Your assignment: Repeat the records in full, exactly.

Provided material:
/---
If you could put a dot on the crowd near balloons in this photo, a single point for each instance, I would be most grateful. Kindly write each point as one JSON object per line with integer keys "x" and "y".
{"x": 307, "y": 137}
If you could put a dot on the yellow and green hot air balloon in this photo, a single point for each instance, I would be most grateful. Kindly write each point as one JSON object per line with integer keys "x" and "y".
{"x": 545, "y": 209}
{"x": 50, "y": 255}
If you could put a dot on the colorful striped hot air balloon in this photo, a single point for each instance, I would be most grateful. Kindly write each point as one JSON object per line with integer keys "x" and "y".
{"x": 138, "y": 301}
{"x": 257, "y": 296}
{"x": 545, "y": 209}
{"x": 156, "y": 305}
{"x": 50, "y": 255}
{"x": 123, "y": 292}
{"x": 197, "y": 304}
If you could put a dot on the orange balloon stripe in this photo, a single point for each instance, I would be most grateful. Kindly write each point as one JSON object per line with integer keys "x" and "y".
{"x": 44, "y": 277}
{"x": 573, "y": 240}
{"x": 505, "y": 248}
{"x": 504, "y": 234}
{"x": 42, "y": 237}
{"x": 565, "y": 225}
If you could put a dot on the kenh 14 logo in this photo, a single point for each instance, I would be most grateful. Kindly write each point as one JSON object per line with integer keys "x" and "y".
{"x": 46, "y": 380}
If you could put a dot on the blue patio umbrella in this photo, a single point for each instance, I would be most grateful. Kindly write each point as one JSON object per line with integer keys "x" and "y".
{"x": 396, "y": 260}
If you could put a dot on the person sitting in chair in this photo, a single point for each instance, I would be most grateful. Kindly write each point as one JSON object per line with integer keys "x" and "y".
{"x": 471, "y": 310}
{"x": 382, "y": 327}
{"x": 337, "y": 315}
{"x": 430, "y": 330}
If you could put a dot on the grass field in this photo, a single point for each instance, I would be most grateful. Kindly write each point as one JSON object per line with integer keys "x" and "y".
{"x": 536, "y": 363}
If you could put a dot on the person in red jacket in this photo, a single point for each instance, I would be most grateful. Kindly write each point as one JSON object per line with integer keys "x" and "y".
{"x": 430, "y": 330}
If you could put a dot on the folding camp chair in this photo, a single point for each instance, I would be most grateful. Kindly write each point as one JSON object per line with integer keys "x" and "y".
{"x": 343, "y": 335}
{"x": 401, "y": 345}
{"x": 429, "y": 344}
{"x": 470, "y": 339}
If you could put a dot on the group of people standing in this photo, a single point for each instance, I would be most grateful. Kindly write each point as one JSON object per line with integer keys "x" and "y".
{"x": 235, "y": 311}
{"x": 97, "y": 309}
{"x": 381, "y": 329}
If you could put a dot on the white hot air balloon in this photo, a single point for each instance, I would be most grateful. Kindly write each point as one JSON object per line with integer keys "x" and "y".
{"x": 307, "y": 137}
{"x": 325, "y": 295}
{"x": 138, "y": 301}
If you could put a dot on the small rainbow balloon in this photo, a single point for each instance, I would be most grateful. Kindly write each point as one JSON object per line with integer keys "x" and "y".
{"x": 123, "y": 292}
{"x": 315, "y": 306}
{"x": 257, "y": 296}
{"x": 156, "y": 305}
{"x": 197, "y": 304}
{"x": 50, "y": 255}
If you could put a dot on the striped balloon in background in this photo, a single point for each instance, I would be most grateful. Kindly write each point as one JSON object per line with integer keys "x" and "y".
\---
Exercise response:
If you could put a dot on the crowd near balloons in this photo, a single point for each instance, I would be most grateful. Kindly write each point as one JSON object per line with integer keys "x" and "y".
{"x": 307, "y": 137}
If you could put a dot on the yellow and green hot air balloon in this photo, a single point for each instance, I would be most grateful. Kindly write each point as one JSON object per line with integer keys "x" and "y".
{"x": 545, "y": 209}
{"x": 50, "y": 255}
If you could put a dot on the colorful striped hot air balloon in this photo, a single point for each instance, I would be most grateful. Kindly write each point as one JSON object per line with integer keys "x" and "y".
{"x": 138, "y": 301}
{"x": 257, "y": 296}
{"x": 545, "y": 209}
{"x": 156, "y": 305}
{"x": 50, "y": 255}
{"x": 123, "y": 292}
{"x": 197, "y": 304}
If you could put a dot on the orange balloon stripe in this photo, a single point for each instance, I would be most grateful. Kindly write each point as one JSON object per line with integer keys "x" and "y".
{"x": 44, "y": 277}
{"x": 573, "y": 240}
{"x": 505, "y": 248}
{"x": 504, "y": 234}
{"x": 42, "y": 237}
{"x": 565, "y": 225}
If you could put a dot on the kenh 14 logo in this photo, a single point for each instance, I would be most grateful. Kindly write each point as one JSON object per line with integer keys "x" and "y".
{"x": 46, "y": 380}
If you could put a dot on the blue patio umbrella in this photo, a single point for each instance, I would be most grateful. Kindly write each point as one JSON object per line with integer keys "x" and "y".
{"x": 396, "y": 260}
If you could put a dot on the person sitting in chair in this photo, a single point for each instance, I would be most grateful. Kindly write each point as one JSON object per line with integer keys "x" and "y".
{"x": 471, "y": 310}
{"x": 382, "y": 327}
{"x": 337, "y": 315}
{"x": 430, "y": 330}
If you could put a dot on the grass field in this photo, a single point for each instance, I would be most grateful. Kindly write each point as one JSON object per line with integer keys "x" and "y".
{"x": 536, "y": 363}
If you could put a dot on the person in red jacket in this photo, a single point for each instance, I would be most grateful. Kindly write each point as one JSON object per line with integer keys "x" and "y".
{"x": 430, "y": 330}
If you could put a dot on the folding camp chair in this photo, a single point for each instance, I would be most grateful. Kindly write each point as one JSON object per line with integer keys "x" and "y".
{"x": 343, "y": 335}
{"x": 401, "y": 345}
{"x": 429, "y": 344}
{"x": 470, "y": 339}
If you could put a dot on the group of people standing in this photo, a single point for each instance, I would be most grateful. Kindly write each point as one JSON object per line with integer keys "x" and "y".
{"x": 235, "y": 311}
{"x": 97, "y": 309}
{"x": 381, "y": 329}
If you could put a dot on the white hot air balloon in this photo, a single point for each instance, I would be most grateful. Kindly write each point as one JSON object per line with integer keys "x" and "y".
{"x": 307, "y": 137}
{"x": 325, "y": 295}
{"x": 138, "y": 301}
If you could put a dot on the small rainbow balloon in this photo, a single point for each instance, I would be most grateful. Kindly write each point as one JSON object per line with integer keys "x" and "y".
{"x": 123, "y": 292}
{"x": 315, "y": 306}
{"x": 257, "y": 296}
{"x": 156, "y": 305}
{"x": 197, "y": 304}
{"x": 50, "y": 255}
If you could put a dot on the striped balloon in background in this photo, a single point for each instance, I would be most grateful. Kindly write each point as one JSON object per line with integer keys "x" and "y".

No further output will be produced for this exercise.